**EXERCISE OBJECTIVE**
Using the records below, quote only the span that opens with the line containing "indicate the sugarcane" and closes with the line containing "indicate the white wall, a", exactly and inclusively.

Natural language region descriptions
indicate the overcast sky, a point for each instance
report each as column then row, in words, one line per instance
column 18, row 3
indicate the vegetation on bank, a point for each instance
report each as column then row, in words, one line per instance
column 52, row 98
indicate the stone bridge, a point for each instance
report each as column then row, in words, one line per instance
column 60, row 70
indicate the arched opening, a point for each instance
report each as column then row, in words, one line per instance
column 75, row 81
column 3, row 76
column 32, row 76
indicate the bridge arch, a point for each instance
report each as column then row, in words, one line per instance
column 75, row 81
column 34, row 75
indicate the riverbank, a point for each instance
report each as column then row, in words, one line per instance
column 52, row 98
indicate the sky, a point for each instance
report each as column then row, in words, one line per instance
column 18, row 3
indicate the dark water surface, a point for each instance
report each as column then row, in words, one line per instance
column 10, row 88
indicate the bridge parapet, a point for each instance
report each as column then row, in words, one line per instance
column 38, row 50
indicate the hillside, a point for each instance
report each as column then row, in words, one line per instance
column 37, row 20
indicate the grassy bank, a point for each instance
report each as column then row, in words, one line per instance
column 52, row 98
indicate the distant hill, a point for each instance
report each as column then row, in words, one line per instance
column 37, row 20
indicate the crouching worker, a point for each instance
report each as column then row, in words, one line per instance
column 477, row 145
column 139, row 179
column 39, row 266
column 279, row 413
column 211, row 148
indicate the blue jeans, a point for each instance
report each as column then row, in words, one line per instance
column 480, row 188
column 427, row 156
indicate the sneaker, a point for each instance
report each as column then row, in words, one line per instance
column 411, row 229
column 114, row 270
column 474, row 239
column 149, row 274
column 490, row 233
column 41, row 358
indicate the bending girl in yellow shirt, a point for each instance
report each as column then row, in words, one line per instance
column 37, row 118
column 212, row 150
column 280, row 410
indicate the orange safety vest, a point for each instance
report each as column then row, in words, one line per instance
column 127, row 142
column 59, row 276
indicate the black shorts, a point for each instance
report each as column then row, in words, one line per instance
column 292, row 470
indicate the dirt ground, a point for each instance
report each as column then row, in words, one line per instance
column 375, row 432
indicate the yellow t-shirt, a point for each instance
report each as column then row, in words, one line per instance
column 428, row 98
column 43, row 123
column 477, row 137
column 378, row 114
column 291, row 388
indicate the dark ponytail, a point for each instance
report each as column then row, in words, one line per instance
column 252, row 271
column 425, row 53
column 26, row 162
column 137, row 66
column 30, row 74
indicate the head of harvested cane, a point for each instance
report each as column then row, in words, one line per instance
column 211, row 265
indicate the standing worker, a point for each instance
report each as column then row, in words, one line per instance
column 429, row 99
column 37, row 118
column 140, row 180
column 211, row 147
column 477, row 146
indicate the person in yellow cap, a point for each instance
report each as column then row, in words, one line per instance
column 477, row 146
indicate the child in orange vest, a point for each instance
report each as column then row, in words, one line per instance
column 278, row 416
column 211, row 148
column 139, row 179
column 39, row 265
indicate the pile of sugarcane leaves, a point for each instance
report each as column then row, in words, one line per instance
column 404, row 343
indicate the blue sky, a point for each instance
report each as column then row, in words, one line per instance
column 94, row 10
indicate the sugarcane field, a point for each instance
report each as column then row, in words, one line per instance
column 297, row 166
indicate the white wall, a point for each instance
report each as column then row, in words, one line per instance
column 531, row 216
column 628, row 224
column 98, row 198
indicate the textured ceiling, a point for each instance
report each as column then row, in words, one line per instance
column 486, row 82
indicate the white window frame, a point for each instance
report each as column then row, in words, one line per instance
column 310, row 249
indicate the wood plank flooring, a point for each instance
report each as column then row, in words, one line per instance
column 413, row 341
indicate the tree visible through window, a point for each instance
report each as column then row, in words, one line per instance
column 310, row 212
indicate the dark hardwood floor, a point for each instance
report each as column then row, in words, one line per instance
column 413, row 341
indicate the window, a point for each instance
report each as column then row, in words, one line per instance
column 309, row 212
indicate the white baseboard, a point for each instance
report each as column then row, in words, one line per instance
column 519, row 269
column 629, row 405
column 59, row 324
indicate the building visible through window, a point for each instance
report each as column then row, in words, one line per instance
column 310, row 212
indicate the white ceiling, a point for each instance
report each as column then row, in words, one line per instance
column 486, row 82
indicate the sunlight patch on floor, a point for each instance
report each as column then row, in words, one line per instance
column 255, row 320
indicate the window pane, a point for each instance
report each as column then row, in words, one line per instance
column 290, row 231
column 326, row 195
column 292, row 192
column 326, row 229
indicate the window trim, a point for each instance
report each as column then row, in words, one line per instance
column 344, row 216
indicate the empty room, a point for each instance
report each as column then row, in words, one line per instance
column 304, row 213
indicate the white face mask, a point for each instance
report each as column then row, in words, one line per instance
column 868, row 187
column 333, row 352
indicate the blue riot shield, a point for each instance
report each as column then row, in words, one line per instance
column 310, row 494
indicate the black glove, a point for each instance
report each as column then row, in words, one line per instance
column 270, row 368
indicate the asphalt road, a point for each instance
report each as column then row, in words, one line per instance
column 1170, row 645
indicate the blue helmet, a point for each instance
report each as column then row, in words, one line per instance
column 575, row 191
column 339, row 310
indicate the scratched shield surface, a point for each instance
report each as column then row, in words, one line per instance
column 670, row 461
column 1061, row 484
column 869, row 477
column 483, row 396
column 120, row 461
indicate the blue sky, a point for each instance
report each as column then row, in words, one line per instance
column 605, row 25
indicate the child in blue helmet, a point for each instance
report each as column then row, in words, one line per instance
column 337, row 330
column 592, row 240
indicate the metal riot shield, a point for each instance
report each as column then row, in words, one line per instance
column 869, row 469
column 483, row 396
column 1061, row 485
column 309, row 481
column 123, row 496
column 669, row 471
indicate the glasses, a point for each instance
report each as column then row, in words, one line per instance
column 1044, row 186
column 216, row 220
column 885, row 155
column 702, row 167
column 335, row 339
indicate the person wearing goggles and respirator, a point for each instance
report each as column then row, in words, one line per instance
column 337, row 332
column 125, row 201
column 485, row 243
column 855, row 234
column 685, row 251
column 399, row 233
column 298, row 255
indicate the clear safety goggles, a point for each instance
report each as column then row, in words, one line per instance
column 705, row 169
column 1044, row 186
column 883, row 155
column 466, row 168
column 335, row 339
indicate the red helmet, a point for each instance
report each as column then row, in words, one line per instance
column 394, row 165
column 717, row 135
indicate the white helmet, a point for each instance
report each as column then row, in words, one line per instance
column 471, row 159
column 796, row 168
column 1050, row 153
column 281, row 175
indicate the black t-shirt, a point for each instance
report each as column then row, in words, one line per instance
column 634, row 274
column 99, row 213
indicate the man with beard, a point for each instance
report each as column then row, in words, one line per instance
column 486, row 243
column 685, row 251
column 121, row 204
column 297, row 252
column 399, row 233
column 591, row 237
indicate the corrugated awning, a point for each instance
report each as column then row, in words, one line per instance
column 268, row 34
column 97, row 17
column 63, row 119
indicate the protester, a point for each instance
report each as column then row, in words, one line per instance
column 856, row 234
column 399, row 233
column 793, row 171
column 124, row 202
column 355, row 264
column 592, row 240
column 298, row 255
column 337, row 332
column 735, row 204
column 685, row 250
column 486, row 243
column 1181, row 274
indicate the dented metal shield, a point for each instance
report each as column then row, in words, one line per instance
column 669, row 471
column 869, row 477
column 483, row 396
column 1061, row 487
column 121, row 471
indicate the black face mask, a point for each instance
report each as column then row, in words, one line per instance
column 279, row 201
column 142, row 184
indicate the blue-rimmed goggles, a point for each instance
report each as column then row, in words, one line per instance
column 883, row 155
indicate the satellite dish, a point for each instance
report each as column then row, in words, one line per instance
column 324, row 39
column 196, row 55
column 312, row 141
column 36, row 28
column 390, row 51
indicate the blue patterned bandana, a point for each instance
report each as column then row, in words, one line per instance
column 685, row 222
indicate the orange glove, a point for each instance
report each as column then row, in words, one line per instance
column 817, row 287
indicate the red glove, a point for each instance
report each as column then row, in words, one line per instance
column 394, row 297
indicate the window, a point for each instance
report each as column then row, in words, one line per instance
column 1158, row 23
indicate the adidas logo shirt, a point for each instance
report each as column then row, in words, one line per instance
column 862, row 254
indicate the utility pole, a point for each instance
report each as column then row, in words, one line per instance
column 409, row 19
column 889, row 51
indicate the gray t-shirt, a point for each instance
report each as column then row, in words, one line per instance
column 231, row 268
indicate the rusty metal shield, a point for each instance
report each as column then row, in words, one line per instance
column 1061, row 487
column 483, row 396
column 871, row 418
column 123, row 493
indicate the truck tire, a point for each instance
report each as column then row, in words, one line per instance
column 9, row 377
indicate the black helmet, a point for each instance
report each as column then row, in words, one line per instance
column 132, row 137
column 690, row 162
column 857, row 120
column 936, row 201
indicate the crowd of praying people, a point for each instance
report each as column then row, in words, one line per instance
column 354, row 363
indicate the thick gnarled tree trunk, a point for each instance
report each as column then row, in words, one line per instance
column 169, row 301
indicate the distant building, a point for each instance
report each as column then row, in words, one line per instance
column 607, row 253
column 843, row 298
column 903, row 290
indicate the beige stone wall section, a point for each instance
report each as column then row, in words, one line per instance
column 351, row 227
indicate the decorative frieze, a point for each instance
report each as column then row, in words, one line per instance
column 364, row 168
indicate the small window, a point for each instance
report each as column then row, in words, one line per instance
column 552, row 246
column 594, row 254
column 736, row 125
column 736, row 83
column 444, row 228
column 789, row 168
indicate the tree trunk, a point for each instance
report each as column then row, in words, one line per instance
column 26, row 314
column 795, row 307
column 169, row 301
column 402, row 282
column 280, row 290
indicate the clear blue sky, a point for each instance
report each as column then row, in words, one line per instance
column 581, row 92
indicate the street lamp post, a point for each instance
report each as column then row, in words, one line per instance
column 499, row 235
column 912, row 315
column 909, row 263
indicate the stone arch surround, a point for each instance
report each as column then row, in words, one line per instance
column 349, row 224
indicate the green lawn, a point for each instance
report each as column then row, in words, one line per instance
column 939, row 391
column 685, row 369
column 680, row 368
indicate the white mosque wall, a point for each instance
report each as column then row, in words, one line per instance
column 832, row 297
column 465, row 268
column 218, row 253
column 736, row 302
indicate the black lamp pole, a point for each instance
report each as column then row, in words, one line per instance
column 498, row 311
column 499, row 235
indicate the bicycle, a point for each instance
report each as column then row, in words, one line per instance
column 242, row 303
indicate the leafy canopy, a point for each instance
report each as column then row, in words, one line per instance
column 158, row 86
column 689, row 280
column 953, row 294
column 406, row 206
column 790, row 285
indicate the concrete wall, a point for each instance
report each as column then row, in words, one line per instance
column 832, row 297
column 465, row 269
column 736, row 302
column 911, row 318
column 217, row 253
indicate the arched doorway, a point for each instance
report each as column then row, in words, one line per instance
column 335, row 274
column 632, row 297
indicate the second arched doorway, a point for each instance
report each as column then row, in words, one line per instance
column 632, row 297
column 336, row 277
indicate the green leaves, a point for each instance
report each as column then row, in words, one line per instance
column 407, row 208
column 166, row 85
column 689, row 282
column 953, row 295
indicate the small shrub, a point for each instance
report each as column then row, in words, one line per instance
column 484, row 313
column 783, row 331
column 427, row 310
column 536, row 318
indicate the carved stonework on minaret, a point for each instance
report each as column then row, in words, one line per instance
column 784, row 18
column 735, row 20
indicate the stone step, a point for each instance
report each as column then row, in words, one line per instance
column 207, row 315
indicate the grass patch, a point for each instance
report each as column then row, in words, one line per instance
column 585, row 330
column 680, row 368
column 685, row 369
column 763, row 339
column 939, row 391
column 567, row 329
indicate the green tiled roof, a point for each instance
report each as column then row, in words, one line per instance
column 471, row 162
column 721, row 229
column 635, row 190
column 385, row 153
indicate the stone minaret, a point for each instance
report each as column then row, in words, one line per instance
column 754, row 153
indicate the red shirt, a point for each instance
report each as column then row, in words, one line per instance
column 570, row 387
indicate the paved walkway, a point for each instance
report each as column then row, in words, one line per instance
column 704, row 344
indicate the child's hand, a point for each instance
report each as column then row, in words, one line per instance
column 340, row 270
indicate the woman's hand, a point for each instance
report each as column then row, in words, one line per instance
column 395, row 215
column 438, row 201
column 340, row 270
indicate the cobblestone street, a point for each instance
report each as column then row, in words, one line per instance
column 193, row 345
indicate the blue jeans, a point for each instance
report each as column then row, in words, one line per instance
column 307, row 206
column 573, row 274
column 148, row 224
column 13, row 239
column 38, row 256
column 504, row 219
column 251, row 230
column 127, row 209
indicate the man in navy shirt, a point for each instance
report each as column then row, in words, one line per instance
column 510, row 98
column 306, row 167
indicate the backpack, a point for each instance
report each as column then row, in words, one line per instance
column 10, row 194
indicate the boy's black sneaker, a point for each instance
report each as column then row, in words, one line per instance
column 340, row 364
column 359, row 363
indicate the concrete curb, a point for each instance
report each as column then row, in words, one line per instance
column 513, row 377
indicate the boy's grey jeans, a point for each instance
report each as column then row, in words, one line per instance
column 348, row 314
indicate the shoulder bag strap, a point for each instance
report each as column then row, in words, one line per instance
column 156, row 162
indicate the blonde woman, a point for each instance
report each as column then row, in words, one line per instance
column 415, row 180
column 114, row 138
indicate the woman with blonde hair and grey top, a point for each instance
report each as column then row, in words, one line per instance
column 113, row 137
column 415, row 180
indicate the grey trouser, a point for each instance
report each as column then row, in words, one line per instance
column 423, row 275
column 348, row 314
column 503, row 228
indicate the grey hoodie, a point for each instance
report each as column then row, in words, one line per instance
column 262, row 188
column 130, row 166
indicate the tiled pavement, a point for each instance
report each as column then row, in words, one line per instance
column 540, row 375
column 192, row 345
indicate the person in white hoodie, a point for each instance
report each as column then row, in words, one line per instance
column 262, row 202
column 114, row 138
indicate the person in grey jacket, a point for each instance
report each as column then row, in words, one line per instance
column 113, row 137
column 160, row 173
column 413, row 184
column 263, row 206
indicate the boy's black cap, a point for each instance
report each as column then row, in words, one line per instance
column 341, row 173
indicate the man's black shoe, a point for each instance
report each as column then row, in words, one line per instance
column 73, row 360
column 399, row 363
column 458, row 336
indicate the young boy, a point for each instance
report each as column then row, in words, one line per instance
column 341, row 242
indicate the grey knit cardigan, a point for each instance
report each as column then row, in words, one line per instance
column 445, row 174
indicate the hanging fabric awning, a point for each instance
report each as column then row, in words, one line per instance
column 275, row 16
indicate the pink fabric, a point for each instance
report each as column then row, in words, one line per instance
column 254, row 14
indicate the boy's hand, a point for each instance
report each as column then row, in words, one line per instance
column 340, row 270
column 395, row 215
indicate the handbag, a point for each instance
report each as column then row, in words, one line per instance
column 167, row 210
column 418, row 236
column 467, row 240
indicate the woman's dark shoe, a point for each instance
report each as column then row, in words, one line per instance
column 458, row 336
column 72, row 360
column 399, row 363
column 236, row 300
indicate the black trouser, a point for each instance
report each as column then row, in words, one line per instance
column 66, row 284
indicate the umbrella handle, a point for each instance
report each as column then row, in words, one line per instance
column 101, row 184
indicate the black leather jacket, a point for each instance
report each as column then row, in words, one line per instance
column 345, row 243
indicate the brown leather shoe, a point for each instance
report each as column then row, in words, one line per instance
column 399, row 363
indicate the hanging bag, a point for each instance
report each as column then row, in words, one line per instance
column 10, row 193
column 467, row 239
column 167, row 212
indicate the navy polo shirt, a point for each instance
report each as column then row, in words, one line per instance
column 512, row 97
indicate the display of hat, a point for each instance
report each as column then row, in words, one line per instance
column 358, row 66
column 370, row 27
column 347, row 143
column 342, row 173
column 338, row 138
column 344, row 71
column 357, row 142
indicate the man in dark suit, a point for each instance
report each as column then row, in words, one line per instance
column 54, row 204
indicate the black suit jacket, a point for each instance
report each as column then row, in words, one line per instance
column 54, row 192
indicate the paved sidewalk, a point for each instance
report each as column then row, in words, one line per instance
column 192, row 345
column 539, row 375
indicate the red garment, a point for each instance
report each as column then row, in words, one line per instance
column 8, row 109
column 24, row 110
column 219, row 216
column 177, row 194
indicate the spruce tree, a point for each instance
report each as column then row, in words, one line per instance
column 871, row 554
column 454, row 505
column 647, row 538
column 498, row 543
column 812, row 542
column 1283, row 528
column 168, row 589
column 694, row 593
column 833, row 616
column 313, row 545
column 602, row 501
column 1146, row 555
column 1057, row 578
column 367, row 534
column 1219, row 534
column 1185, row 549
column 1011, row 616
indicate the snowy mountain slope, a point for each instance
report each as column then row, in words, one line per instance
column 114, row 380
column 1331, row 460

**TASK RESPONSE**
indicate the sugarcane field, a point for each instance
report each as column then row, in words, one line per instance
column 297, row 166
indicate the white wall, a point for each instance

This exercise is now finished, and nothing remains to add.